**BRIEF:** Quote every one of the rows below word for word, keeping each line as it stands.
--
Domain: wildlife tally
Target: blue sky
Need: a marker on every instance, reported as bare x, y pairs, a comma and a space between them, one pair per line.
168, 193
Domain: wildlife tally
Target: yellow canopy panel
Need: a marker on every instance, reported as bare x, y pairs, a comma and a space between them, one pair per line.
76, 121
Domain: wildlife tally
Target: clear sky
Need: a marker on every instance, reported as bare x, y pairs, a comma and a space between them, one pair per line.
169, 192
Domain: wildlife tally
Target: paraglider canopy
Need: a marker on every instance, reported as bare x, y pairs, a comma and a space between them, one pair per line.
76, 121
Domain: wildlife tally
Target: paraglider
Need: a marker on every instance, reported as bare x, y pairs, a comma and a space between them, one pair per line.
--
**OUTPUT OF THE TASK:**
Domain: wildlife tally
Target: blue sky
Need: a marker on every instance, reported as bare x, y pairs, a comma and a space between them, one pair per line.
168, 193
Domain: wildlife tally
Target: yellow canopy panel
Need: a marker on every instance, reported as bare x, y pairs, a comma and a space between them, one pair per line.
76, 121
Domain: wildlife tally
Target: clear sky
Need: a marker on every instance, reported as bare x, y pairs, a comma and a space between them, one pair per line.
169, 192
Domain: wildlife tally
Target: paraglider canopy
Need: a marker on every instance, reported as bare x, y pairs, a comma and a space between them, one pair per line.
76, 121
Domain: wildlife tally
Target: paraglider
Need: a marker on every instance, reported as bare x, y pairs, a comma and a space between them, one pair per line.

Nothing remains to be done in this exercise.